TEXT EXTRACT
** start **
= Joan Haslip =

English writer (1912–1994)

Joan Haslip (27 February 1912 – 19 June 1994) was an English writer who wrote several historical books, often focusing on European royalty.

She was born in London and educated in London, Paris, and Florence. Her first book, Out of Focus, appeared in 1931; among her other notable publications are biographies of Lady Hester Stanhope (1934) and Charles Stewart Parnell (1937). In addition, she was a regular journalist for the London Mercury, the Daily Mail, Evening News, and The Illustrated London News. She also worked for the Italian section of the BBC from 1941 to 1944. Her books were generally regarded as accurate and fairly complete, although at times falling prey to "outdated interpretations". Haslip was a Fellow of the Royal Society of Literature.

== List of works ==
- Out of Focus (1931)
- Grandfather's Steps (1932)
- Recipes from Vienna (1933) by Evelyn Bach (introduction)
- Peonies and Magnolias (1934)
** end **
PROBLEM
Rewrite the stretch of the Joan Haslip text from "English writer (1912–1994)" through "of Focus (1931)", with "journalist" updated to "contributor".

SUPPLIED MATERIAL
** start **
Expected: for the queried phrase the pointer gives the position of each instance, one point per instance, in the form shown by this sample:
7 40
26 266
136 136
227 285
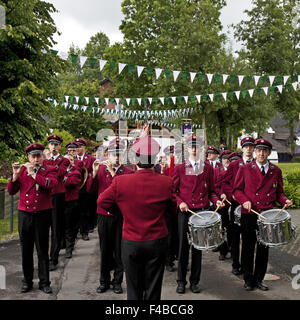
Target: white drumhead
207 220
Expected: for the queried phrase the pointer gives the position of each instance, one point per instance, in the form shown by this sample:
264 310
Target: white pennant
285 79
225 76
193 75
251 92
121 66
175 75
241 78
209 77
82 61
102 64
271 79
256 79
237 93
158 72
140 70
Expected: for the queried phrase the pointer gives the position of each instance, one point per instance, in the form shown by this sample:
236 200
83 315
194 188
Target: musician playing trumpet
109 223
34 181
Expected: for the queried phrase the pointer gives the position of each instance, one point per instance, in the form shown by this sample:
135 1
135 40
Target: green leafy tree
28 72
271 36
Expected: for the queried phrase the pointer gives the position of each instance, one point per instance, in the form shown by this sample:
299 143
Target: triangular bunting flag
193 75
209 77
82 61
158 72
175 75
140 70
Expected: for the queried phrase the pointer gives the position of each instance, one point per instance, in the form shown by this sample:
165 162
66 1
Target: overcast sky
78 20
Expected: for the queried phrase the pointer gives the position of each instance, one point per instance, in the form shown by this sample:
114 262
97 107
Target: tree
271 36
28 72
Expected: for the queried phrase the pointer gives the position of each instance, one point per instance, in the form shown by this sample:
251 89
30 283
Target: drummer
194 186
258 185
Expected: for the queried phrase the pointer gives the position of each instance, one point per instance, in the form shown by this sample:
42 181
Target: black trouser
144 263
235 231
84 212
34 230
224 247
249 240
71 212
57 226
172 225
110 236
183 252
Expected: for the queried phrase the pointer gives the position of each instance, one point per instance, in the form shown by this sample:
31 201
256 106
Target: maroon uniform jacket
72 181
262 191
61 164
195 191
102 181
35 194
144 198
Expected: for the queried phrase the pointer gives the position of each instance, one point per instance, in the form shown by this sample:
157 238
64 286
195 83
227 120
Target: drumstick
278 213
259 214
196 214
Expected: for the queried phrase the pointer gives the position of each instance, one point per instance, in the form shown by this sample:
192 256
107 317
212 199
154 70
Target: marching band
142 210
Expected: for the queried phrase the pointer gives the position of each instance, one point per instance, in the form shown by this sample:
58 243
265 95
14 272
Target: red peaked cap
145 146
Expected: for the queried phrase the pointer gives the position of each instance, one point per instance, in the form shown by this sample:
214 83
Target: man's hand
183 207
16 170
247 205
288 203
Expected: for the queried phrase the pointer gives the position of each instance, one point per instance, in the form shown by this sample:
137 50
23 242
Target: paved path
78 278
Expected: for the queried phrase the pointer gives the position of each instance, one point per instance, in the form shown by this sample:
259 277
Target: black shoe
117 288
68 254
195 288
248 286
52 266
180 288
236 271
46 289
102 288
85 237
26 287
170 268
262 286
** end **
EXPECTED ANSWER
English writer (1912–1994)

Joan Haslip (27 February 1912 – 19 June 1994) was an English writer who wrote several historical books, often focusing on European royalty.

She was born in London and educated in London, Paris, and Florence. Her first book, Out of Focus, appeared in 1931; among her other notable publications are biographies of Lady Hester Stanhope (1934) and Charles Stewart Parnell (1937). In addition, she was a regular contributor for the London Mercury, the Daily Mail, Evening News, and The Illustrated London News. She also worked for the Italian section of the BBC from 1941 to 1944. Her books were generally regarded as accurate and fairly complete, although at times falling prey to "outdated interpretations". Haslip was a Fellow of the Royal Society of Literature.

== List of works ==
- Out of Focus (1931)